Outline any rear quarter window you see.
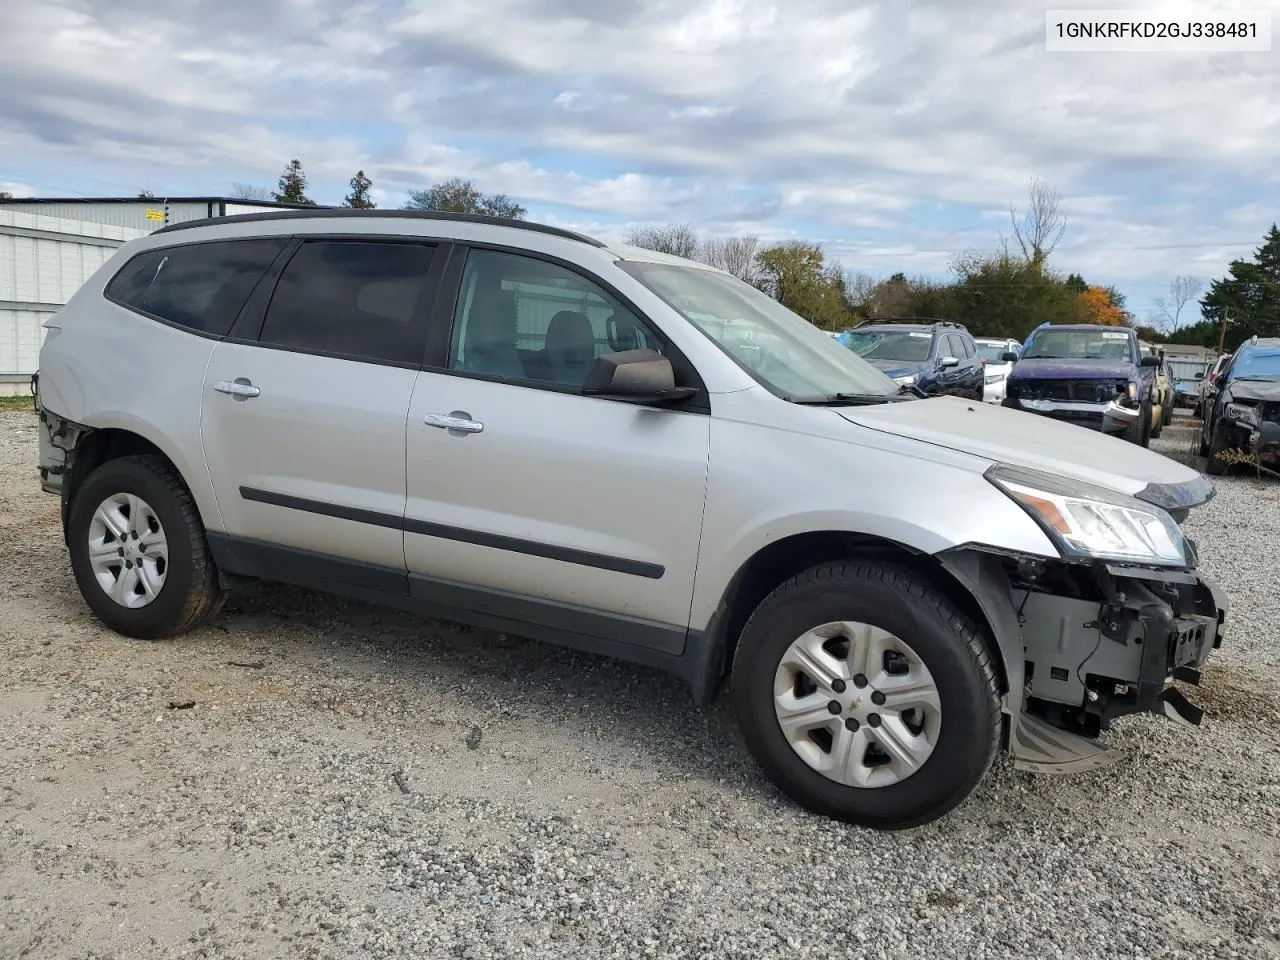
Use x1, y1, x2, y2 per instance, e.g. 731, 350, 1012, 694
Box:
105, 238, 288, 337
---
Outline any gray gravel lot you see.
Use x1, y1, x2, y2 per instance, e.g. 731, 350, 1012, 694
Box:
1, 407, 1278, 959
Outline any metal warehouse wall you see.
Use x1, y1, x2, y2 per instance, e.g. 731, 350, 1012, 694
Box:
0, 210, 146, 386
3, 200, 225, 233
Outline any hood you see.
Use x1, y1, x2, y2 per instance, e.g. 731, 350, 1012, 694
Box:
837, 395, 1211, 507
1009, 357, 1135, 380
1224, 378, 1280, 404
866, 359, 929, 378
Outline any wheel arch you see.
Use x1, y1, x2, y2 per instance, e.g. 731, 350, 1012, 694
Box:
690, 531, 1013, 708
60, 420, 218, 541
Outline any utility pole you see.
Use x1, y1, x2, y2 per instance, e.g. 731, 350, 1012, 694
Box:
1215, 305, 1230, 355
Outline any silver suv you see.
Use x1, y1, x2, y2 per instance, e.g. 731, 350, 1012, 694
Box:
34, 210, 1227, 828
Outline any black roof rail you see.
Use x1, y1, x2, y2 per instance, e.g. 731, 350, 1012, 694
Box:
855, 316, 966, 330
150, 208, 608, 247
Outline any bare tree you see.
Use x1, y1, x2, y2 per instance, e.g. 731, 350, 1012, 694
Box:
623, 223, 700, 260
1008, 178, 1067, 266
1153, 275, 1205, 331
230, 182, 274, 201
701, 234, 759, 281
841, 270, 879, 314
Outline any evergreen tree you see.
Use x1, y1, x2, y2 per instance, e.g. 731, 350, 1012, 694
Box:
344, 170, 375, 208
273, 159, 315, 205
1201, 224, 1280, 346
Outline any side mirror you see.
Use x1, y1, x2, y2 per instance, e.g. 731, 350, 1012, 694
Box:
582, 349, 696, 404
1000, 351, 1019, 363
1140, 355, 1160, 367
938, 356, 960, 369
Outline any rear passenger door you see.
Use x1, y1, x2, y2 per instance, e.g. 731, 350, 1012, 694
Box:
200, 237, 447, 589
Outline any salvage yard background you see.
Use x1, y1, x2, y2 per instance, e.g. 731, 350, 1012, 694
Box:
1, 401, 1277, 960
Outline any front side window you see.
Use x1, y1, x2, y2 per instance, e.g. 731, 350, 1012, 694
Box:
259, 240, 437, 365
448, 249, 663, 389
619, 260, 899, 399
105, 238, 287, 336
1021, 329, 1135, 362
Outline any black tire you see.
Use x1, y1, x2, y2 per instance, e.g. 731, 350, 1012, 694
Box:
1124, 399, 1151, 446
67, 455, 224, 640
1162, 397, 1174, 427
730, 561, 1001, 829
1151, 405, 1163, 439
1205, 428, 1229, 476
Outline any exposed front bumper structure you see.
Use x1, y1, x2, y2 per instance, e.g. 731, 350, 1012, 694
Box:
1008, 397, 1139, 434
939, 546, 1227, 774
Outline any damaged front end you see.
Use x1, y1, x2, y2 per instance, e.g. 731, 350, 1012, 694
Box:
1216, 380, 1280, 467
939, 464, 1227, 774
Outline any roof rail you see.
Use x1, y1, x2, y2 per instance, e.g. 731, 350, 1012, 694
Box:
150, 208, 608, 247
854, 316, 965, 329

> **Activity**: The number of lines above where the word "black" occurs, and only that number, is the answer.

> **Written response**: 2